>> Begin Material

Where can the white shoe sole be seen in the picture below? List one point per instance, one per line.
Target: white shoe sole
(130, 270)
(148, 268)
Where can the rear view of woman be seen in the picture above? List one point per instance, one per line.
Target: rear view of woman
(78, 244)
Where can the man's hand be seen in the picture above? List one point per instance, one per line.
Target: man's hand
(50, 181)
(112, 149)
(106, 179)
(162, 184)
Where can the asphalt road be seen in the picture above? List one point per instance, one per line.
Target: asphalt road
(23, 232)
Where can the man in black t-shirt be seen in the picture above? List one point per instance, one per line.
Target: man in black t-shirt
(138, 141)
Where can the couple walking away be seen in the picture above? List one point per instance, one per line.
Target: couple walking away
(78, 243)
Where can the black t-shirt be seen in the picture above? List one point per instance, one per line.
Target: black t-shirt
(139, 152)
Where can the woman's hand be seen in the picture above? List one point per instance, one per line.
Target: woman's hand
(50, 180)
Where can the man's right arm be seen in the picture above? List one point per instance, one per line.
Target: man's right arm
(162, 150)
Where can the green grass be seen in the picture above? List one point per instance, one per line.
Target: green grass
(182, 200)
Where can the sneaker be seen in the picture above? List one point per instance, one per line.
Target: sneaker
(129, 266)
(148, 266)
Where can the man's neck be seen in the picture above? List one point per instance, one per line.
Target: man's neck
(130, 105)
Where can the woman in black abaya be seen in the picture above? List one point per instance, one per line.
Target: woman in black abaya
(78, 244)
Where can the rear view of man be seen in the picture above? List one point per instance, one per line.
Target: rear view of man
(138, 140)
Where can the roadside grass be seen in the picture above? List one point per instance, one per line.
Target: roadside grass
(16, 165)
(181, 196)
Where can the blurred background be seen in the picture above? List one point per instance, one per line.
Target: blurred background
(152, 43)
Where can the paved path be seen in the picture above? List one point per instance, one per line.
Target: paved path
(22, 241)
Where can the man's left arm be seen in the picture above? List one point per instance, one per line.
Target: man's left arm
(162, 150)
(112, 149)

>> End Material

### Stated task
Reproduce all of the rows above verbatim, in their original order.

### Complete output
Where can the white shoe sole be seen in the picture below? List one point per instance, one per line.
Target: white shoe sole
(130, 270)
(148, 268)
Where can the rear view of woman be seen in the picture above? List one point per instance, one per line.
Target: rear view of woman
(78, 244)
Where can the man's hand be seen in the picture above? List one point per instance, one per line.
Target: man's hand
(50, 181)
(112, 149)
(106, 179)
(162, 184)
Where can the asphalt road be seen in the picture above? List one point per instance, one per line.
Target: asphalt road
(23, 232)
Where can the man in black t-shirt be seen in the picture above? List one point per instance, one per line.
Target: man in black t-shirt
(138, 141)
Where can the couple walking away be seen in the picture above? List one point per instance, one per line.
Target: couple walking away
(78, 243)
Where can the black t-shirt be seen in the picture above? List one point per instance, one per line.
Target: black t-shirt
(139, 152)
Where can the woman's hand be seen in the picture above? List one point per instance, one per line.
Target: woman's hand
(50, 180)
Where can the man's right arm be seen in the picture above? List one point per instance, one per line.
Target: man's right arm
(162, 150)
Where can the green grass be seen in the picture above? List one point per instance, one per line.
Target: green grass
(182, 200)
Where can the sneaker be seen in the picture above? List one point per instance, one per line.
Target: sneaker
(129, 266)
(148, 266)
Where can the man's neck be seen in the picture above? List one point per instance, one per line.
Target: man's neck
(130, 105)
Where can the woman in black abaya be seen in the picture above? List one point per instance, one per line.
Target: woman in black abaya
(78, 244)
Where can the rear view of man be seen in the picture above? List one point per instance, one per line.
Target: rear view of man
(138, 140)
Where can the roadside grass be seen in the picture above? List one point per instance, one per line.
Target: roadside grass
(16, 165)
(181, 196)
Where can the blurred background be seen in the picture above? List one point per instance, one per line.
Target: blurred background
(152, 43)
Where can the paved path be seen in the picture above? List one point per instance, one per line.
Target: paved path
(22, 241)
Where can the man's left arm be seen in the picture above? List one point per instance, one per line.
Target: man's left arm
(162, 150)
(112, 149)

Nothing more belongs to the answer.